→ **Given exercise**: Switch every occurrence of "be found" to "be seen" in the lines below, leaving everything else unchanged. Omit the pictures from your answer.

*** Data shown ***

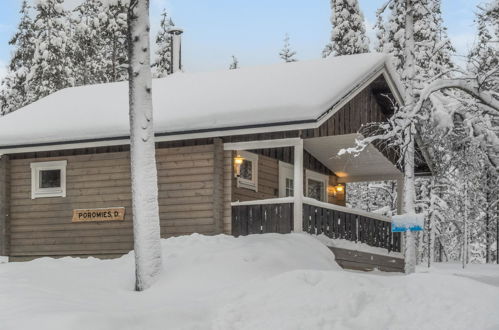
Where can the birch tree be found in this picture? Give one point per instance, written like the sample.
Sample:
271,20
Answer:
146,229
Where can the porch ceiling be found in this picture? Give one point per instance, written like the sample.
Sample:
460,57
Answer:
370,164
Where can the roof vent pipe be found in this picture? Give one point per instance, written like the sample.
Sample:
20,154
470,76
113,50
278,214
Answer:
176,49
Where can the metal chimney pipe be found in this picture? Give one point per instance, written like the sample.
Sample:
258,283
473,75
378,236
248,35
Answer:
176,49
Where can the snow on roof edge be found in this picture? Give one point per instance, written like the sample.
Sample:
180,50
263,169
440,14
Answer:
383,66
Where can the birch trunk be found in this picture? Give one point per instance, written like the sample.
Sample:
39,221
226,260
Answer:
146,228
409,189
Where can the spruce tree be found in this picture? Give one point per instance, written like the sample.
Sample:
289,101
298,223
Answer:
234,64
485,54
87,44
163,63
13,92
286,53
349,33
433,49
115,28
51,69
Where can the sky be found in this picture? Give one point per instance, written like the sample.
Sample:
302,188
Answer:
253,30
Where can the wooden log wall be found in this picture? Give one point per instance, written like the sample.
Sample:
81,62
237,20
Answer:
4,204
268,182
186,182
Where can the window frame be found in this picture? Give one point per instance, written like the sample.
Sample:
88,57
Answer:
286,171
37,168
253,183
317,177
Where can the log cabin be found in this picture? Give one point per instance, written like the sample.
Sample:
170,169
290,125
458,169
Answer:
238,152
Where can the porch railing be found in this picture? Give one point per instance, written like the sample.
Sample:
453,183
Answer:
262,216
336,222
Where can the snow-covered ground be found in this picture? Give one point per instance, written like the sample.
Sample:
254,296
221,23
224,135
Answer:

***

→ **Expected answer**:
Where can the birch tree be seen in this picture? Give one point per instance, written like the sample.
Sample:
271,20
Answer:
146,229
Where can the porch ceiling be seen in this picture? Give one point per instance, written like the sample.
Sample:
460,57
Answer:
370,164
Where can the roof vent pipe be seen in this picture? Give one point per instance, written like the sample.
Sample:
20,154
470,76
113,50
278,214
Answer:
176,49
Where can the metal chimney pipe be seen in this picture? Give one point per instance, written like the sample.
Sample:
258,283
473,75
378,236
248,35
Answer:
176,49
Where can the snow on roof edge be seen in this picture? Give one point per instance, written like the sample.
Sample:
180,50
263,169
440,14
Answer:
383,66
Where can the birch trunk be seen in this picture? Give one point per instance, written like the sample.
Sample:
39,221
226,260
Answer:
146,228
409,189
Where can the spruce tree be seen in this picture? Give one point per instance, written like the sample.
Sample:
289,101
298,223
Answer:
234,64
485,54
87,44
163,63
13,92
286,53
349,33
433,49
115,28
51,69
Where can the sky be seen in this picture? Give one point per instance, written like the sample.
Sample:
302,188
Answer:
253,30
Where can the wooden log wall be seen in this picture? Give one point per instance, written like the sample.
Sample:
81,62
237,20
Answer:
4,204
268,182
186,182
Where can the window frame be seen in this picture? Give one point per instance, written like the sample.
Sample:
88,57
Answer:
286,171
37,168
253,183
317,177
Where can the log cabin be seen in this picture? Give one point per instance, written like the sample.
Sample:
170,169
290,125
458,169
Answer:
238,152
Where can the porch railing be seen in this picture? Give one point per instance, written like the sample.
Sample:
453,183
Answer:
262,216
336,222
Where can the snow-covered ground be seen in this picture? Give one point per instance, written like the sample.
Sample:
254,296
221,23
224,135
Answer:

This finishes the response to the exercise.